* _What to do_
Please identify every line of the data that contains the string "positive" and copy each of those lines.
Data section start
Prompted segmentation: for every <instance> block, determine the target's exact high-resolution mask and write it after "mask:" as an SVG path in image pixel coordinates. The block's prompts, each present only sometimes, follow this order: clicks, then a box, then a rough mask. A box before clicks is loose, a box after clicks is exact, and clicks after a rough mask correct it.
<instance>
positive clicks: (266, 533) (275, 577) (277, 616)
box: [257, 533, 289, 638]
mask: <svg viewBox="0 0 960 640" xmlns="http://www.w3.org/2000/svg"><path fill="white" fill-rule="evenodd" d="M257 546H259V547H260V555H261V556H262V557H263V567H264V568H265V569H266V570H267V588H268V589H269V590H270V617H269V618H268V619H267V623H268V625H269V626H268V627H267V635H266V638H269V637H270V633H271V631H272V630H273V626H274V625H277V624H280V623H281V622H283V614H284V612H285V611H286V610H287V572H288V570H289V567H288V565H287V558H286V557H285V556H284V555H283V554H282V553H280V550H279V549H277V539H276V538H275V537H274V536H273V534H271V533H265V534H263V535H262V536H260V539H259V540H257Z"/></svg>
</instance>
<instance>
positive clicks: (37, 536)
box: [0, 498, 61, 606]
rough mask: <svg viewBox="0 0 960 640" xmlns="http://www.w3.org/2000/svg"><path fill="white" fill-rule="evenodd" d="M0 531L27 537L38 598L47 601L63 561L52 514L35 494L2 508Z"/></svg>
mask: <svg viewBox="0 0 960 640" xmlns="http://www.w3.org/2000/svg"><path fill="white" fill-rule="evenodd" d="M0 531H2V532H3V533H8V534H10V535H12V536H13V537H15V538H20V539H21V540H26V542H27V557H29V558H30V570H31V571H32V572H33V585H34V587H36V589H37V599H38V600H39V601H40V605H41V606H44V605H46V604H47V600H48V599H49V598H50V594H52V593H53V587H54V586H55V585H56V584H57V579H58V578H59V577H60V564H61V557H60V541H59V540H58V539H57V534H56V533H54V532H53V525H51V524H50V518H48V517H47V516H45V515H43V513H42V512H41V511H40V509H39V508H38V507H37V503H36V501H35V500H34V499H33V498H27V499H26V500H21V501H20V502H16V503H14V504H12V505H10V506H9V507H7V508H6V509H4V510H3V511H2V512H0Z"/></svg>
Data section end
Data section start
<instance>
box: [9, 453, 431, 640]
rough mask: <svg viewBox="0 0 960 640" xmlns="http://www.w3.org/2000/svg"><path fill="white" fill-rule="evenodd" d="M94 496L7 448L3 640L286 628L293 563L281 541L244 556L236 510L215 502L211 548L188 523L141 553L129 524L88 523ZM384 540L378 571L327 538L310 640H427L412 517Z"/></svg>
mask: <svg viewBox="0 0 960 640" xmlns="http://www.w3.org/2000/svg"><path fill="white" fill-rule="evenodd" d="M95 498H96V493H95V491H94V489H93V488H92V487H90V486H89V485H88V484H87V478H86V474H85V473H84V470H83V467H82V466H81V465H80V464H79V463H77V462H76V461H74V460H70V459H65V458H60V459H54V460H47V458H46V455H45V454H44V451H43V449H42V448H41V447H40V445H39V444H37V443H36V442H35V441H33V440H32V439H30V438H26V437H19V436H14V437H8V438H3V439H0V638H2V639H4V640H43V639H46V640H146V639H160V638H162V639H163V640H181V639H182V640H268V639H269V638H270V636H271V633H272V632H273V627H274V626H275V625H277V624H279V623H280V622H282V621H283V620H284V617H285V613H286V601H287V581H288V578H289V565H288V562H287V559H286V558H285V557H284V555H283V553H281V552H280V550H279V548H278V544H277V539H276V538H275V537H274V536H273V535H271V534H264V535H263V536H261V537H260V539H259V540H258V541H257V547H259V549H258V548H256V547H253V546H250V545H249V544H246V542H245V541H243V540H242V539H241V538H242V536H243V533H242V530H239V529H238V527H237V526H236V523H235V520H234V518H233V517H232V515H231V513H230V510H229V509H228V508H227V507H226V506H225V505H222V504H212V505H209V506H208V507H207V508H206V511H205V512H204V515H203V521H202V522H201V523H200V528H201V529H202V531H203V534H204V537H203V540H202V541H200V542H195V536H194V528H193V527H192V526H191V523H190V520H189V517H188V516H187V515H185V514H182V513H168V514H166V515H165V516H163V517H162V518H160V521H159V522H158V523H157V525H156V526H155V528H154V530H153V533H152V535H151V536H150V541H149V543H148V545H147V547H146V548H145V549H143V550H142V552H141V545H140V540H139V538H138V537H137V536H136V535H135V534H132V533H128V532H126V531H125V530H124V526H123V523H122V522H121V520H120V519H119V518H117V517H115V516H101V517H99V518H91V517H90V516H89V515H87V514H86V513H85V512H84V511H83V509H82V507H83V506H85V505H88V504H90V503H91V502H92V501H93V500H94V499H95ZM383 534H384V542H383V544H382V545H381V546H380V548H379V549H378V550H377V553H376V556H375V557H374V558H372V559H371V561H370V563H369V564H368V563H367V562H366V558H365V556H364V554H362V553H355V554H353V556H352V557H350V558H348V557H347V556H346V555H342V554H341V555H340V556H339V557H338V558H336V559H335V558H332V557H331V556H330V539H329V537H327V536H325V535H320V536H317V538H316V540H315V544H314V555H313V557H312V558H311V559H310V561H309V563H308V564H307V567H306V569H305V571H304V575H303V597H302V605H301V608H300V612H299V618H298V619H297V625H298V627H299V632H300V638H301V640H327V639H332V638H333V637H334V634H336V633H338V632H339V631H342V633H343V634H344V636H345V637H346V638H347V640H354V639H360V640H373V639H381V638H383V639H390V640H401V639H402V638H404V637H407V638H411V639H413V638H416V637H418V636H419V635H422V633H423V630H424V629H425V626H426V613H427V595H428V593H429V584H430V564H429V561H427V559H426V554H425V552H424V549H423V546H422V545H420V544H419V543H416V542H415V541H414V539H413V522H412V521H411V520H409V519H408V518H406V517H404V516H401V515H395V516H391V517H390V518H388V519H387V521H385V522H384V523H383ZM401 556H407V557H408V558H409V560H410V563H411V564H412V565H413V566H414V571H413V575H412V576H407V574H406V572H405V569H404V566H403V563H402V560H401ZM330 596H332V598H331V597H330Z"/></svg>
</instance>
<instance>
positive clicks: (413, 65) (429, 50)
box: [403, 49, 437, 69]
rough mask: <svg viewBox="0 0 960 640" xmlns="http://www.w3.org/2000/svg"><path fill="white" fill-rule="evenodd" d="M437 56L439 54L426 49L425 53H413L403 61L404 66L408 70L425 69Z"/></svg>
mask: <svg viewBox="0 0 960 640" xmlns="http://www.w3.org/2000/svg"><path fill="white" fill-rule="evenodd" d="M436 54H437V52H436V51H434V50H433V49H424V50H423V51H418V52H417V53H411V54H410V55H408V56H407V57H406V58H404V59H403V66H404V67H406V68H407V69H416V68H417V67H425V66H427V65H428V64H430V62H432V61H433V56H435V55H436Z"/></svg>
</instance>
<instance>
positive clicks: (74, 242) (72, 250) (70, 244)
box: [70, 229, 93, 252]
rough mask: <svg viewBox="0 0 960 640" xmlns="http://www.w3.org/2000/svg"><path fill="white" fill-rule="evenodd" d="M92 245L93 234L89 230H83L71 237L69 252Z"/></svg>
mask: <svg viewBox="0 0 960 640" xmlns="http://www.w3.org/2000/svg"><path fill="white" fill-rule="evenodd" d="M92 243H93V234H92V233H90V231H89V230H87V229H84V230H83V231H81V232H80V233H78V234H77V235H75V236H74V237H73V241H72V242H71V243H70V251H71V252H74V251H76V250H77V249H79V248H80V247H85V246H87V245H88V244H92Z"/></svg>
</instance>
Data section end
Data section start
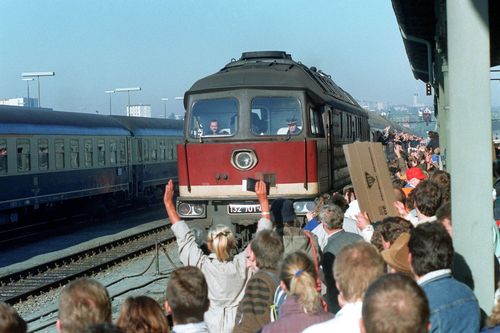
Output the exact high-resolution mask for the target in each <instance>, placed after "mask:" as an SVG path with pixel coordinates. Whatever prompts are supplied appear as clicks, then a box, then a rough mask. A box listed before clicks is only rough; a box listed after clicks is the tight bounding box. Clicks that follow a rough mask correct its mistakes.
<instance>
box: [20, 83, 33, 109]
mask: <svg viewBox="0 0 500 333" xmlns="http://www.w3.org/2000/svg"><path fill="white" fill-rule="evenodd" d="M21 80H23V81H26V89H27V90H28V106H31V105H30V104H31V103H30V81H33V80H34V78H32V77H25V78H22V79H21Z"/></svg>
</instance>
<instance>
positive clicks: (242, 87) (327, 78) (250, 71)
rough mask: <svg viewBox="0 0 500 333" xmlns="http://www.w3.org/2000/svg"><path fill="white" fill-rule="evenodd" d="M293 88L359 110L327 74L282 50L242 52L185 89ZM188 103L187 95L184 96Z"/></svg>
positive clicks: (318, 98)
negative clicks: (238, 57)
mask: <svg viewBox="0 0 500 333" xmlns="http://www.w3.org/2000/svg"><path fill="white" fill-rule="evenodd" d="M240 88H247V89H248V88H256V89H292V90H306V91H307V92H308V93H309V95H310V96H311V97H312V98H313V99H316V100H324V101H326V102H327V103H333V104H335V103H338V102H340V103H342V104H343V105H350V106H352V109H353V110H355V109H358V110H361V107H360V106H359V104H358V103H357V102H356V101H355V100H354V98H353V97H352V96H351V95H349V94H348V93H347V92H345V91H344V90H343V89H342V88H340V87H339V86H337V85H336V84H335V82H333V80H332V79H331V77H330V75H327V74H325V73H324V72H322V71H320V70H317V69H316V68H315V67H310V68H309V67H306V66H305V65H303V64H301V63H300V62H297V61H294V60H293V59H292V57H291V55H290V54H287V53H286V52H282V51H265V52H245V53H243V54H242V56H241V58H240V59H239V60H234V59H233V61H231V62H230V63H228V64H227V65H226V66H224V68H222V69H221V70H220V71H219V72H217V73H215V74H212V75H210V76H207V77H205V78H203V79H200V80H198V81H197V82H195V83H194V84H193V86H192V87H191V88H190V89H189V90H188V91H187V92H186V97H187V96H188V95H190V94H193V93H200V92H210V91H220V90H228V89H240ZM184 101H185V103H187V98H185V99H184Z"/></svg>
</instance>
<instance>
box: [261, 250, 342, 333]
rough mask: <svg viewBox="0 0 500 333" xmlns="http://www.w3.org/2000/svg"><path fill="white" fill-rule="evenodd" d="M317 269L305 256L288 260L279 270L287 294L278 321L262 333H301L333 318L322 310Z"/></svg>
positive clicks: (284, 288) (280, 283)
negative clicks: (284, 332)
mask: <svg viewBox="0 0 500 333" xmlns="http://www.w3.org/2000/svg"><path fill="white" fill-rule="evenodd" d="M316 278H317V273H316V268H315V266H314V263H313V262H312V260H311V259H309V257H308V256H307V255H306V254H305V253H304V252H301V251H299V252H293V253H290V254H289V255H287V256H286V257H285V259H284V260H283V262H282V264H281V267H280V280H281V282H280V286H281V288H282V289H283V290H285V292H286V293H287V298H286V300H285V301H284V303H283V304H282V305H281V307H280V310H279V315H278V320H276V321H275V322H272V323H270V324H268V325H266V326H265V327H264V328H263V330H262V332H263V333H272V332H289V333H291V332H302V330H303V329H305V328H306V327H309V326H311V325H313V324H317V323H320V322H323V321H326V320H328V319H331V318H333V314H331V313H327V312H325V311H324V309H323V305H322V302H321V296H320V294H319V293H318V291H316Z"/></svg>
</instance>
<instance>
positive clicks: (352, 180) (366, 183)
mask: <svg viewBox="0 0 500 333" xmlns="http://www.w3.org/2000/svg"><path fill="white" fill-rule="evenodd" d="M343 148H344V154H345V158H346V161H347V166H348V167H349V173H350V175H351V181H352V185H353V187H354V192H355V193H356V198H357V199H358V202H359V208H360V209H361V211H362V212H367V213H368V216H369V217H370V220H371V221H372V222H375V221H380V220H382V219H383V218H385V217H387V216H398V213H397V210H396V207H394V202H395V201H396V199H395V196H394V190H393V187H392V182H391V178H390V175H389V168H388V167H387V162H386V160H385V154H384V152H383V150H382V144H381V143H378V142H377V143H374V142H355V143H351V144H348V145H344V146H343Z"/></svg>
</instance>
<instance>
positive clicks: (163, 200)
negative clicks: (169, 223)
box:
Data section end
* _Solution_
positive clicks: (266, 533) (275, 577) (277, 616)
positive clicks: (37, 536)
positive clicks: (413, 65) (429, 50)
positive clicks: (74, 242) (72, 250) (70, 244)
positive clicks: (242, 87) (327, 78) (250, 71)
positive clicks: (318, 98)
positive clicks: (284, 288) (280, 283)
positive clicks: (352, 180) (366, 183)
positive clicks: (163, 200)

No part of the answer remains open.